→ **What is needed**
Please arrange every line of the records below as a Markdown table with two columns, Row and Line text, numbering the rows in order and leaving out blank lines.

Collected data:
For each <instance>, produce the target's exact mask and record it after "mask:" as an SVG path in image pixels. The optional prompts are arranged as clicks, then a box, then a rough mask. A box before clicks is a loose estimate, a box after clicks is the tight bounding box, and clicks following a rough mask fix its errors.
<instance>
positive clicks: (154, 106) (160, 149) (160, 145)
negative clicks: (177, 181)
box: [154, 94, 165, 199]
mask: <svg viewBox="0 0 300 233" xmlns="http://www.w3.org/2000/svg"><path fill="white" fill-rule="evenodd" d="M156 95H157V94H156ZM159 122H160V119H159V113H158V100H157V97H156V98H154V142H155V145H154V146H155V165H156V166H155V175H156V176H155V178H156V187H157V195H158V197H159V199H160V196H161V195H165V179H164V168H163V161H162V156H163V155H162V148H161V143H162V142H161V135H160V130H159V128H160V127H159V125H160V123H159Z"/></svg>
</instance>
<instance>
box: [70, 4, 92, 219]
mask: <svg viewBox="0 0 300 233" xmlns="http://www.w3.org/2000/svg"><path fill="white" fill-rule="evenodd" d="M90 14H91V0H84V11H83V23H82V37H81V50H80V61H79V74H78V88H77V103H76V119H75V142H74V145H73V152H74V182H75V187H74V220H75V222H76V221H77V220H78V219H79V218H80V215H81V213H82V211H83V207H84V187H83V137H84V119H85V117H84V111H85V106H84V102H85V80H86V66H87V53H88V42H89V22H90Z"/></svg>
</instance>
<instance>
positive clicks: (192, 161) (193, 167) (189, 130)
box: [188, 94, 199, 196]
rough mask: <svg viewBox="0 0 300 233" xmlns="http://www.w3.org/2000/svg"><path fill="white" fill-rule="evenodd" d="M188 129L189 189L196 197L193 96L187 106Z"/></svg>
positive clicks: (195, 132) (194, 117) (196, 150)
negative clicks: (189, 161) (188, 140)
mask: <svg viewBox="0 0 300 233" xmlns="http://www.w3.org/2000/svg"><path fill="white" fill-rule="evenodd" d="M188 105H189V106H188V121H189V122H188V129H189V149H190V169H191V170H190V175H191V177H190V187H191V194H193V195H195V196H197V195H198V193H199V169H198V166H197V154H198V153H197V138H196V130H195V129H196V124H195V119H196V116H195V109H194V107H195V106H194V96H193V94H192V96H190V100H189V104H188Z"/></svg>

→ **Response to this exercise**
| Row | Line text |
|---|---|
| 1 | For each <instance>, produce the target's exact mask and record it after "mask:" as an SVG path in image pixels. The optional prompts are arranged as clicks, then a box, then a rough mask. A box before clicks is a loose estimate, a box after clicks is the tight bounding box, and clicks following a rough mask fix its errors. |
| 2 | <instance> |
| 3 | positive clicks: (154, 106) (160, 149) (160, 145) |
| 4 | negative clicks: (177, 181) |
| 5 | box: [154, 94, 165, 199] |
| 6 | mask: <svg viewBox="0 0 300 233" xmlns="http://www.w3.org/2000/svg"><path fill="white" fill-rule="evenodd" d="M156 95H157V94H156ZM159 122H160V119H159V113H158V100H157V97H156V98H154V142H155V145H154V146H155V165H156V166H155V175H156V176H155V178H156V187H157V195H158V197H159V199H160V196H161V195H165V179H164V168H163V161H162V156H163V155H162V148H161V143H162V142H161V135H160V130H159V128H160V127H159V125H160V123H159Z"/></svg> |
| 7 | </instance> |
| 8 | <instance> |
| 9 | box: [70, 4, 92, 219] |
| 10 | mask: <svg viewBox="0 0 300 233" xmlns="http://www.w3.org/2000/svg"><path fill="white" fill-rule="evenodd" d="M90 14H91V0H84V11H83V23H82V37H81V50H80V61H79V74H78V88H77V103H76V119H75V142H74V145H73V152H74V182H75V187H74V220H75V222H76V221H77V220H78V219H79V218H80V215H81V213H82V211H83V207H84V187H83V137H84V119H85V117H84V111H85V106H84V102H85V80H86V66H87V53H88V42H89V22H90Z"/></svg> |
| 11 | </instance> |
| 12 | <instance> |
| 13 | positive clicks: (192, 161) (193, 167) (189, 130) |
| 14 | box: [188, 94, 199, 196] |
| 15 | rough mask: <svg viewBox="0 0 300 233" xmlns="http://www.w3.org/2000/svg"><path fill="white" fill-rule="evenodd" d="M188 129L189 189L196 197L193 96L187 106Z"/></svg> |
| 16 | positive clicks: (195, 132) (194, 117) (196, 150) |
| 17 | negative clicks: (189, 161) (188, 140) |
| 18 | mask: <svg viewBox="0 0 300 233" xmlns="http://www.w3.org/2000/svg"><path fill="white" fill-rule="evenodd" d="M188 105H189V106H188V121H189V122H188V129H189V149H190V169H191V170H190V175H191V177H190V187H191V194H193V195H195V196H197V195H198V193H199V169H198V166H197V154H198V153H197V138H196V130H195V129H196V124H195V119H196V116H195V109H194V107H195V106H194V96H193V94H192V96H190V100H189V104H188Z"/></svg> |